— begin EXCERPT PROVIDED —

But if you really want to pack the activities in, even 4 or 5 days would work.
How to get to Chamonix in the summer
Being as small as it is and located in a far corner of France, you might think Chamonix is hard to get to, but that is not the case. It’s actually pretty easy and affordable to get to Chamonix from other, larger cities by bus, train, shuttle, or car. Here’s how to get to Chamonix from some of the most popular starting points:
How to get to Chamonix from Geneva
If you’re heading straight to Chamonix from the United States, the best place to fly into is Geneva, Switzerland (GVA). Geneva is just a little over an hour’s drive away from Chamonix and the trip between the two is fast and easy.
If this is the case, the easiest way to get to Chamonix from Geneva is by shuttle bus. Shuttles run back and forth between the two cities throughout the day all summer long. My personal recommendation is Alpybus.
Using Alpybus is extremely simple and stress-free and they offer both private and shared shuttles. They were prompt, clean, affordable, friendly, and easy to communicate with prior to my trip—everything I look for in an airport transfer.
My round-trip ticket from Geneva to Chamonix and back on an Alpybus shared shuttle cost just over $60 US. They pick you up right inside the Geneva airport and take you right to your hotel in Chamonix. Honestly it couldn’t be easier.

— end EXCERPT PROVIDED —

▸ **STATED EXERCISE**
Please copy the Chamonix travel excerpt word for word, starting at "But if you really" up to and including "fast and easy.".

— begin INFORMATION PROVIDED —

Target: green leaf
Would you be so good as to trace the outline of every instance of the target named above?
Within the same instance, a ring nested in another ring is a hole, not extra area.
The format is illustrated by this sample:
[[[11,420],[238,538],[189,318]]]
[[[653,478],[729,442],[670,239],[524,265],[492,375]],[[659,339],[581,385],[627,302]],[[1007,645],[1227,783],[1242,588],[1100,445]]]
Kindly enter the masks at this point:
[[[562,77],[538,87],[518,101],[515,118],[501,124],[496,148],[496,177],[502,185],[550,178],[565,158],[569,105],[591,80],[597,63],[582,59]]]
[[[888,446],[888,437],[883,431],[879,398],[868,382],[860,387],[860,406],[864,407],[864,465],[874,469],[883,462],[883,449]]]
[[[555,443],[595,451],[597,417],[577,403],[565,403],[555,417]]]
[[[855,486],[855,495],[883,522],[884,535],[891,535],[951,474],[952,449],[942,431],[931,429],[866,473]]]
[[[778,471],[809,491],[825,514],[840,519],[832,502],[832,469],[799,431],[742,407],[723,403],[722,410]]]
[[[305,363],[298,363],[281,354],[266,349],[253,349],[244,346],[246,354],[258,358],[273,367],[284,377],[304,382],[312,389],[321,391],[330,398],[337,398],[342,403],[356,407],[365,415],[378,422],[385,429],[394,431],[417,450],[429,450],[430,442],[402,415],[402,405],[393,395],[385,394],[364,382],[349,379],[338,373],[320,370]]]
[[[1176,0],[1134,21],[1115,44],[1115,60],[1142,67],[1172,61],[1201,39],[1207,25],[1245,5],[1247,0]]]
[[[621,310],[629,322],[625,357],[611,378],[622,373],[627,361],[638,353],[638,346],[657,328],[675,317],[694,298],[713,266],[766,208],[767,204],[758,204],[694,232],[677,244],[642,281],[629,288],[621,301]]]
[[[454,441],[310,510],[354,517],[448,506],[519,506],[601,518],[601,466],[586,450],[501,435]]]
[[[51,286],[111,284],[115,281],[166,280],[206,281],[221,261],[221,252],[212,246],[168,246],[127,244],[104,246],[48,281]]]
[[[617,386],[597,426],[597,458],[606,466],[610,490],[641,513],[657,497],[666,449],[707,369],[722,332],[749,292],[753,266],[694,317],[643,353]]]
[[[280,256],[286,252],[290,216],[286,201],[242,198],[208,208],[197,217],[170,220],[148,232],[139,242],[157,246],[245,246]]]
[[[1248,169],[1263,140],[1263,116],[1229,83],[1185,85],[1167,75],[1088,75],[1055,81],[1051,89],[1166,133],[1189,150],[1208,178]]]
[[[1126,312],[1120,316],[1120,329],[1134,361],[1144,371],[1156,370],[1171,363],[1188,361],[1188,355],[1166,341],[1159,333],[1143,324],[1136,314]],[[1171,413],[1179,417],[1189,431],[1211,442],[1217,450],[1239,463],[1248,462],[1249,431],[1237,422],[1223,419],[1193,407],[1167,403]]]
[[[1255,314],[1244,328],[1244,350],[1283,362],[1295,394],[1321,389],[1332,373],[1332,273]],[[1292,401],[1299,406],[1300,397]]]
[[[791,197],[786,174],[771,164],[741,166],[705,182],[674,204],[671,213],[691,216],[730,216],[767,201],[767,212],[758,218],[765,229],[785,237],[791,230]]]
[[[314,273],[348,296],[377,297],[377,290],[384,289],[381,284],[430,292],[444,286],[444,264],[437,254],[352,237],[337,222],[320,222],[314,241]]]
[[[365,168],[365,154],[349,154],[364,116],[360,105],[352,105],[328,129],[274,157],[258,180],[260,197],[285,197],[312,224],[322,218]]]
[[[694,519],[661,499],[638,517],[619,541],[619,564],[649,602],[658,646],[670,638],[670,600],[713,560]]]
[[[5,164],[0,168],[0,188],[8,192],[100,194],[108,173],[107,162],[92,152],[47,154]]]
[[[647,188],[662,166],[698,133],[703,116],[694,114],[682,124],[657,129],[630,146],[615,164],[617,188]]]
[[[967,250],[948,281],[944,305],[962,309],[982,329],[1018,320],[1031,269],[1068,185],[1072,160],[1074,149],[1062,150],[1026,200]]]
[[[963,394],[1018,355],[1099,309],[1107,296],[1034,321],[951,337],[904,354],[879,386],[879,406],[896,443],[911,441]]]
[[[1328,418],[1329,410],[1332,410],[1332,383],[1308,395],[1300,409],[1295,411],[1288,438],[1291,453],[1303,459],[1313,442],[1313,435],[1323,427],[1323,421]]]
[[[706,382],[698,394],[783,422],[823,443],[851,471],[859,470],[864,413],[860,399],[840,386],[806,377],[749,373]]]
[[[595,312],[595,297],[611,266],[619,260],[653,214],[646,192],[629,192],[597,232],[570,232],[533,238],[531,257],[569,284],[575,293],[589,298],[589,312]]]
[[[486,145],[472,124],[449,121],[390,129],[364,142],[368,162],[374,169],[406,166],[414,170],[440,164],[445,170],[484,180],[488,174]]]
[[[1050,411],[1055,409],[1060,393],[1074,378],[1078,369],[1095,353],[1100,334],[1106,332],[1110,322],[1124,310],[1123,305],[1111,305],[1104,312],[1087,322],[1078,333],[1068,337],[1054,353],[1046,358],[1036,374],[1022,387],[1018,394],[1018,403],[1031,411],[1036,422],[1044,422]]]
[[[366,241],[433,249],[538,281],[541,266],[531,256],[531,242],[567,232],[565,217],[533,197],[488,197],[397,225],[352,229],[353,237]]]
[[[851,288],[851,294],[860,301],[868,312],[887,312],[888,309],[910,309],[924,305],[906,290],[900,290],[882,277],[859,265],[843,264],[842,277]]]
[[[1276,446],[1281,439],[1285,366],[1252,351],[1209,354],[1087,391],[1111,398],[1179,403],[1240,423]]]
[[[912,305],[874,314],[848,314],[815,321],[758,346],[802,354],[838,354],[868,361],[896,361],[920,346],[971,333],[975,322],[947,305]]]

— end INFORMATION PROVIDED —

▸ **WRITTEN RESPONSE**
But if you really want to pack the activities in, even 4 or 5 days would work.
How to get to Chamonix in the summer
Being as small as it is and located in a far corner of France, you might think Chamonix is hard to get to, but that is not the case. It’s actually pretty easy and affordable to get to Chamonix from other, larger cities by bus, train, shuttle, or car. Here’s how to get to Chamonix from some of the most popular starting points:
How to get to Chamonix from Geneva
If you’re heading straight to Chamonix from the United States, the best place to fly into is Geneva, Switzerland (GVA). Geneva is just a little over an hour’s drive away from Chamonix and the trip between the two is fast and easy.